Entries from a point annotation set:
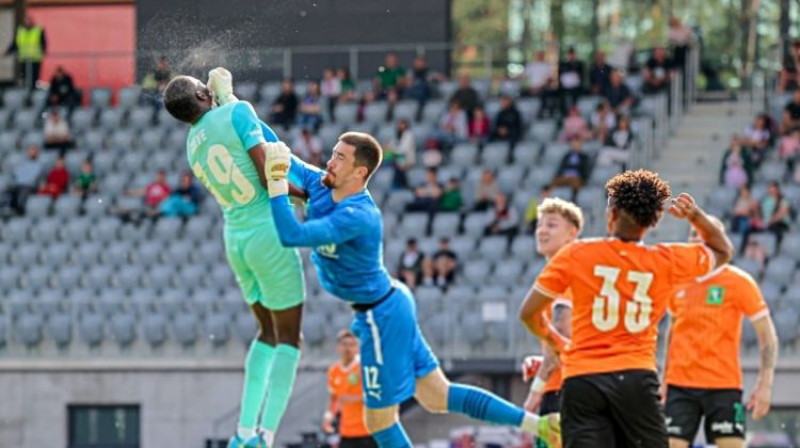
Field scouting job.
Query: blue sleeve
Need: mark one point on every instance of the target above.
(340, 226)
(247, 125)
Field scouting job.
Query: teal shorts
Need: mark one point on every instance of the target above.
(267, 272)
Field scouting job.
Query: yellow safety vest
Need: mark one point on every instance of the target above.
(29, 44)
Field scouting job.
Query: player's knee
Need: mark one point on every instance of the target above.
(379, 420)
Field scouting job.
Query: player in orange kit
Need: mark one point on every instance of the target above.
(620, 288)
(560, 222)
(703, 371)
(344, 384)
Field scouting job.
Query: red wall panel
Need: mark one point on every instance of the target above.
(96, 44)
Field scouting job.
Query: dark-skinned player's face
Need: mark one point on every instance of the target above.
(341, 167)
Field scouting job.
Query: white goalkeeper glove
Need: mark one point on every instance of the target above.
(279, 159)
(220, 84)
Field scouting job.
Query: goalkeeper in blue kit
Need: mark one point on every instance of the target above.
(345, 229)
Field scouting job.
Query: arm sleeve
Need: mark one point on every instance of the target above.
(749, 298)
(247, 125)
(690, 261)
(344, 224)
(555, 279)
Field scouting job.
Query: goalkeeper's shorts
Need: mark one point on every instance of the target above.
(266, 272)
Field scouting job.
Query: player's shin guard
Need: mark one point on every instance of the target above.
(256, 371)
(281, 381)
(482, 405)
(392, 437)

* Requirement *
Your task is to set down the records shown above exactly, minus any pictures.

* Answer to the exercise *
Field scouting job.
Query: blue sleeve
Need: mark one point on every instance of the target above.
(340, 226)
(247, 125)
Field scouting job.
Query: teal shorts
Need: mark one point on every instance of the target above.
(267, 272)
Field scouting job.
Query: yellow safety vest
Need: mark one point on every instance of the target above.
(29, 44)
Field scouting job.
Query: player's knee
Need: mark one point on every instance of the target above.
(379, 420)
Field scouting job.
Query: player in orange kit
Need: mark one point on every instance of the target above.
(620, 288)
(560, 222)
(703, 371)
(344, 384)
Field scouting job.
Query: red wall panel
Need: mark one point on every instance of the target above.
(96, 44)
Field scouting job.
Query: dark-skinned player's face
Need: mark one point on every instance of the target above.
(341, 167)
Field scouting job.
Query: white goalkeeper glove
Need: mark one point on every instance of the target above.
(279, 159)
(220, 84)
Field scouting job.
Query: goalkeeper in blue kit
Need: mark one point on every instance of the target above.
(345, 229)
Field scouting job.
Query: arm sleeve
Need: mark one point on every instance of the target above.
(749, 298)
(247, 125)
(690, 261)
(344, 224)
(555, 279)
Field scouting job.
Query: goalkeeper's shorts
Need: mark one point on every instance of the target above.
(266, 272)
Field scouting job.
Query: player's shin guard
Need: mark one point on every instance of the target above.
(256, 371)
(281, 381)
(482, 405)
(392, 437)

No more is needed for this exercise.